(Saved data entries)

○ ○ ○ ○

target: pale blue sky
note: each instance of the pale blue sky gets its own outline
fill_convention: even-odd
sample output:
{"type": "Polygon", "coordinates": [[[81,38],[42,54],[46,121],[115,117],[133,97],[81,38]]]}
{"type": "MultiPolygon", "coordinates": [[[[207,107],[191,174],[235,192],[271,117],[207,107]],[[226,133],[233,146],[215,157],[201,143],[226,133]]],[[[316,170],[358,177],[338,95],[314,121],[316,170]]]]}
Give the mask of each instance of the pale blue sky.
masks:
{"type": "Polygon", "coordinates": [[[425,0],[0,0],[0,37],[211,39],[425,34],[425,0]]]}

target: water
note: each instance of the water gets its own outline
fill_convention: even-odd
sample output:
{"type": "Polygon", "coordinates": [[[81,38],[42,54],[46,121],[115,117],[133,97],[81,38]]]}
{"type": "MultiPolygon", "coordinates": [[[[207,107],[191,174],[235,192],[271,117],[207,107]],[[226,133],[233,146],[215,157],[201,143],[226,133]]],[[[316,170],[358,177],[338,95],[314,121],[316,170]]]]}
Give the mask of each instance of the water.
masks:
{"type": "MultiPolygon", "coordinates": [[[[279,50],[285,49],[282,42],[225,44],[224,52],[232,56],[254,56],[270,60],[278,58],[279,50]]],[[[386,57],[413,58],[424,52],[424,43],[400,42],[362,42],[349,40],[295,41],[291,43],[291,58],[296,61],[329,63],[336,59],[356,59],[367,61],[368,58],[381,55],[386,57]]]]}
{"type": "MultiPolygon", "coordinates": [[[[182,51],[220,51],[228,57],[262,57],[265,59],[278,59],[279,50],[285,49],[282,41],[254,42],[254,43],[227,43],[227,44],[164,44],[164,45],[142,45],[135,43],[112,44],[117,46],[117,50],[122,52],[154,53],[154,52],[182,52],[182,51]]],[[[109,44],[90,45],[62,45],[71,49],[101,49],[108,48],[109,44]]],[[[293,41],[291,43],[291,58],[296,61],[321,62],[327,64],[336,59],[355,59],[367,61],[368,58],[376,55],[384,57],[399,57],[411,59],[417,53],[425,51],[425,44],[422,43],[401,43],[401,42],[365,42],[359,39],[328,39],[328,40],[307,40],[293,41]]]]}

○ ○ ○ ○

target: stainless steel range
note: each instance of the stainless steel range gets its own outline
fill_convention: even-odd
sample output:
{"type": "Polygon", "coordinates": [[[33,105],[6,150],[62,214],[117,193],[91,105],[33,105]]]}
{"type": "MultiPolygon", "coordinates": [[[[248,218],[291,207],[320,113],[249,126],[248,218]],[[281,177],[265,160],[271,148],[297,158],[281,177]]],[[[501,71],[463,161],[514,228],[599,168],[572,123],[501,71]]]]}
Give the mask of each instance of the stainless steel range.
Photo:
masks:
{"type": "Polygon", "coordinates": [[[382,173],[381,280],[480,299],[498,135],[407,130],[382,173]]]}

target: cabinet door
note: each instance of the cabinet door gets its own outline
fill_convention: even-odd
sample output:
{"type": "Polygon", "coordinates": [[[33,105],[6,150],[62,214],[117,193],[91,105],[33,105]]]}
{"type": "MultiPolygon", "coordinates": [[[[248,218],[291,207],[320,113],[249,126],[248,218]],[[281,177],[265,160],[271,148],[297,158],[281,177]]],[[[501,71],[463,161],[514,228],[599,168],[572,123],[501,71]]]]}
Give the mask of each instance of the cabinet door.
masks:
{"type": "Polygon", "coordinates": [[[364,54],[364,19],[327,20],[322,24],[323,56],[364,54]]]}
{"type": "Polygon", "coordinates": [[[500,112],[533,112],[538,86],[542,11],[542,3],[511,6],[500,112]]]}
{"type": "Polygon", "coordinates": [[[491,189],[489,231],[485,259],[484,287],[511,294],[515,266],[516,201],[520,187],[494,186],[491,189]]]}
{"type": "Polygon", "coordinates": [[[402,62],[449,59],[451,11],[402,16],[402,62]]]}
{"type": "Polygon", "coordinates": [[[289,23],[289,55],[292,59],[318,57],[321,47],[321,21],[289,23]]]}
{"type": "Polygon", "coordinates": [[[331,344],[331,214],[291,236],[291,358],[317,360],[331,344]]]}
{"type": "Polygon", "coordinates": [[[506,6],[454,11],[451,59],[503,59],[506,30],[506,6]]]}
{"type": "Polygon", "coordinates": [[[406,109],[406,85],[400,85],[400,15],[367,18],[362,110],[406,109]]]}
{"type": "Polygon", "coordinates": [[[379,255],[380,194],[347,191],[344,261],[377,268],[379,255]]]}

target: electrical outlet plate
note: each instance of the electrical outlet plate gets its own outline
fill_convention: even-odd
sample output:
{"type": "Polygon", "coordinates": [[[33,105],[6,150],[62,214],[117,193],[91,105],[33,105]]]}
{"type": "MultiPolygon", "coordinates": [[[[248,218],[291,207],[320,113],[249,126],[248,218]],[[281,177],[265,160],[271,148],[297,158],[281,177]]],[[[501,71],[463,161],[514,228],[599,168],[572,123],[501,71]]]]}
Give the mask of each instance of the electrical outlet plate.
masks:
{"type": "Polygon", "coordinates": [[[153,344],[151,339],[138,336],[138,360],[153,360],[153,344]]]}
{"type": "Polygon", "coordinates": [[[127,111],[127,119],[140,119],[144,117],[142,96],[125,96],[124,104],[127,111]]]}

○ ○ ○ ○

Exercise aim: Exact duplication is required for the lines above, from the line that contains "Give the mask of each instance of the pale" to the line that contains "Give the mask of each instance of the water.", inclusive; omit all others.

Expected output:
Give the mask of each instance of the pale blue sky.
masks:
{"type": "Polygon", "coordinates": [[[425,0],[0,0],[0,37],[211,39],[425,34],[425,0]]]}

target: water
note: each instance of the water gets its own outline
fill_convention: even-odd
sample output:
{"type": "Polygon", "coordinates": [[[81,38],[42,54],[46,121],[115,117],[133,97],[81,38]]]}
{"type": "MultiPolygon", "coordinates": [[[[207,107],[191,174],[235,192],[271,117],[207,107]],[[226,133],[233,146],[215,157],[201,143],[226,133]]],[[[316,170],[358,177],[338,95],[314,121],[316,170]]]]}
Give the mask of each instance of the water.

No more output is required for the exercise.